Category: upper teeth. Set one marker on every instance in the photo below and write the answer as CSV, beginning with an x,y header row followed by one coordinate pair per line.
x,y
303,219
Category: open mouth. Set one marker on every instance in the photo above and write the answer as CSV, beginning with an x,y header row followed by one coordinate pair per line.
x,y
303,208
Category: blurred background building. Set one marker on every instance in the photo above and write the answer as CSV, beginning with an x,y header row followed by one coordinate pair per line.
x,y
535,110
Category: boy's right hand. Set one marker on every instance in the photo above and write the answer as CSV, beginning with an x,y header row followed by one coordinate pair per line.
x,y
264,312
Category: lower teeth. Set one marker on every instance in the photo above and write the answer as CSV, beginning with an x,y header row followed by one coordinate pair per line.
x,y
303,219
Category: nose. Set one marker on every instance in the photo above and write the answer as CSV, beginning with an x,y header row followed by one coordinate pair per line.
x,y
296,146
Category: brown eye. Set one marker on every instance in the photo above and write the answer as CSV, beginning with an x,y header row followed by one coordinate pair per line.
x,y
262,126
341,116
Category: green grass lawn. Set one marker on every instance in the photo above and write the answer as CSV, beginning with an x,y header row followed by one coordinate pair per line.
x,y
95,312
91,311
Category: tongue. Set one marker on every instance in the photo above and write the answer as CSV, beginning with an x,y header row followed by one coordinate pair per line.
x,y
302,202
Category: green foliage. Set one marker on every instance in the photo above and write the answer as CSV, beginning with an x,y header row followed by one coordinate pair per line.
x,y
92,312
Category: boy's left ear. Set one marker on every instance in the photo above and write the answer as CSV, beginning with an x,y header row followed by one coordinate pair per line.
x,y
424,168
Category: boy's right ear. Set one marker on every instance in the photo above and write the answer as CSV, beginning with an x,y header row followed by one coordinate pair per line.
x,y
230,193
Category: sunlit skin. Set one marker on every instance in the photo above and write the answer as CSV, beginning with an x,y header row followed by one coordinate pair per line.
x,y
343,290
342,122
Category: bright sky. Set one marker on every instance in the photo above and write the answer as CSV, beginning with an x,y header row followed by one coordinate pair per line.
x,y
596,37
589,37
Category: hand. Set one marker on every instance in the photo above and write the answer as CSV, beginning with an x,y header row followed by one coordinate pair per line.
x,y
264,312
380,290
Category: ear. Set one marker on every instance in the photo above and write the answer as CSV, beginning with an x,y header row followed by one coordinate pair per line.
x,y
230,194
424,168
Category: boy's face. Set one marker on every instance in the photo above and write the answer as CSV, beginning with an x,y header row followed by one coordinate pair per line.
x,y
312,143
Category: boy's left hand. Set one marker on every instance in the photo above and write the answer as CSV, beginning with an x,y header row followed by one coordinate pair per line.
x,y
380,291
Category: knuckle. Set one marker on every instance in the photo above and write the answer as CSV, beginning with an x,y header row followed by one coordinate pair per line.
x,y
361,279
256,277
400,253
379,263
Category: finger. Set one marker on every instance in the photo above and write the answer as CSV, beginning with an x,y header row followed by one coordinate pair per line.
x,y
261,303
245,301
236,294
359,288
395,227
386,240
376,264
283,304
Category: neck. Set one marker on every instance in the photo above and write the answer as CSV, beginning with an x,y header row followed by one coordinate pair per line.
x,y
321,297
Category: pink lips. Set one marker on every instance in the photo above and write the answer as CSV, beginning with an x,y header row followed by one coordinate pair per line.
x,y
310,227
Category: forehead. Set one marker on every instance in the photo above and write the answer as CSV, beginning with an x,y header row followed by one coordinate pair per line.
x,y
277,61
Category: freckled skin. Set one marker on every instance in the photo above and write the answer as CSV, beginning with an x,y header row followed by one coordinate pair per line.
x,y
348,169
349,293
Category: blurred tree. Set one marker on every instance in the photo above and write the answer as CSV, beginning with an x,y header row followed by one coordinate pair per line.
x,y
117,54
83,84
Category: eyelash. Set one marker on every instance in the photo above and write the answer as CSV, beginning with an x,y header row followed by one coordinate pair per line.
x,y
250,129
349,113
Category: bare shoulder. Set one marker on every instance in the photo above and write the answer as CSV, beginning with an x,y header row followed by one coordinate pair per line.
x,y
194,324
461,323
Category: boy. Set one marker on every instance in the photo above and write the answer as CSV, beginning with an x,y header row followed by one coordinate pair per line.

PROBLEM DETAILS — Transcribe all of the rows above word for word, keeping every line as it appears.

IN RESPONSE —
Category: upper teeth. Set one marker on every instance in the photo below and write the answer as CSV, beginning with an x,y header row followed by one coordinate pair per line.
x,y
303,219
Category: open mouth. Set one marker on every instance in the photo above and write the answer as CSV, beginning with an x,y header row followed by one coordinate pair per line.
x,y
303,208
Category: blurred background building. Set one marker on every instance in the photo above and write the answer as CSV, beginning with an x,y header row followed by one coordinate pair per line.
x,y
535,110
Category: boy's right hand. Set one marker on every instance in the photo above and write the answer as CSV, beginning with an x,y header row followed by one coordinate pair per line.
x,y
264,312
Category: lower teeth. Set one marker on every instance in the photo above and write the answer as CSV, beginning with an x,y header row followed by one coordinate pair per line.
x,y
303,219
Category: nose. Set one marker on every instance in the photo above and write the answer as CSV, beginning with an x,y header row followed by one coordinate pair per line.
x,y
296,146
Category: brown eye. Set one marker on every instance in the photo above and write the answer as CSV, beginning with an x,y header row followed by one coordinate pair per line.
x,y
262,126
341,116
Category: green grass lawn. Set one marker on every instance in the photo above and write the answer as CSV, beginning with an x,y header row followed by one coordinate pair per line.
x,y
95,312
91,311
Category: tongue. Set one marker on every instance in the photo above and write the answer as CSV, beginning with an x,y header row followed by one coordinate pair per line.
x,y
302,202
Category: green foliage. Set one marker on every instance in the photo above and write the answer as CSV, beginning with an x,y header row followed by one coordinate pair per line.
x,y
92,312
Category: boy's left ear. Set one marker on every instance in the photo above and write the answer as CSV, beginning with an x,y header row followed by one coordinate pair per line.
x,y
424,168
Category: boy's right ear. Set one marker on every instance in the photo above and write the answer as CSV, beginning with an x,y header row followed by one coordinate pair per line.
x,y
230,193
Category: sunlit skin. Set one marker on every instance in the photo above and write the answer as CSV, beginning with an x,y header row followed by one coordinate pair per line.
x,y
343,290
342,122
Category: bright sky. Set one marker on every instance in the photo above and write the answer as CSV, beginning with an x,y header row followed by one coordinate pair per line.
x,y
596,37
589,37
Category: hand. Set one marker on every instance in the photo above and write the answer as CSV, beginning with an x,y header row followed by one coordinate pair per line.
x,y
264,312
380,290
Category: ear. Set one marker on every instance in the photo above and write the answer as CSV, beginning with an x,y header row followed by one coordinate pair per line.
x,y
230,194
424,168
Category: boy's face. Set one marker on every instance in the photo above and write the answer as CSV, beginning with an x,y header row followed by one coordinate pair per line.
x,y
312,143
Category: boy's left hand. Set one marker on every instance in the photo above and write the answer as CSV, beginning with an x,y header row followed by one coordinate pair per line.
x,y
380,291
Category: knuckle. Set one marker on every instance in the photo above and write the answer as CSV, beginning with an x,y header row followed by one coordinate pair per line.
x,y
361,279
256,277
400,253
379,263
Category: finger. Set one marker on every instance in the photo above and write the answer as CSV, beginning with an x,y header row followed by one coordinate pair per line.
x,y
261,303
245,301
236,294
359,288
395,227
386,240
376,264
283,304
Category: neck. Set one marker on every instance in the photo above and write the answer as CSV, beginning with an x,y header row followed by one coordinate pair per line.
x,y
321,297
Category: pink lips. Set one marker on every instance in the photo above and write the answer as CSV, beginning with an x,y header row followed by one coordinate pair per line.
x,y
310,227
Category: forehead. Set one marker on every instance in the photo above and write the answer as CSV, beginning with an x,y header row followed by one coordinate pair per line.
x,y
277,61
Category: freckled skin. Set one marker on every instance in the photo above and write the answer as CSV, beginning with an x,y header row followed by one coordinate pair per line.
x,y
348,169
349,293
Category: blurred tree. Set one marker on every instance in the photo above and write the answer as CSV, beginning with an x,y header row followed by one coordinate pair per line.
x,y
117,54
83,84
Category: eyelash. Set one marker on every instance in the photo above and write the answer as CSV, beginning with an x,y header row followed by one coordinate pair per line.
x,y
250,129
349,113
Category: bare shoulder. Set one marker on every instance in the photo above and write the answer as CSV, beginning with an x,y header row followed by one coordinate pair per line.
x,y
194,324
461,323
Category: boy. Set one marker on every instance in the photo above and write the answer as CSV, beginning with an x,y header row followed by one coordinate pair per line.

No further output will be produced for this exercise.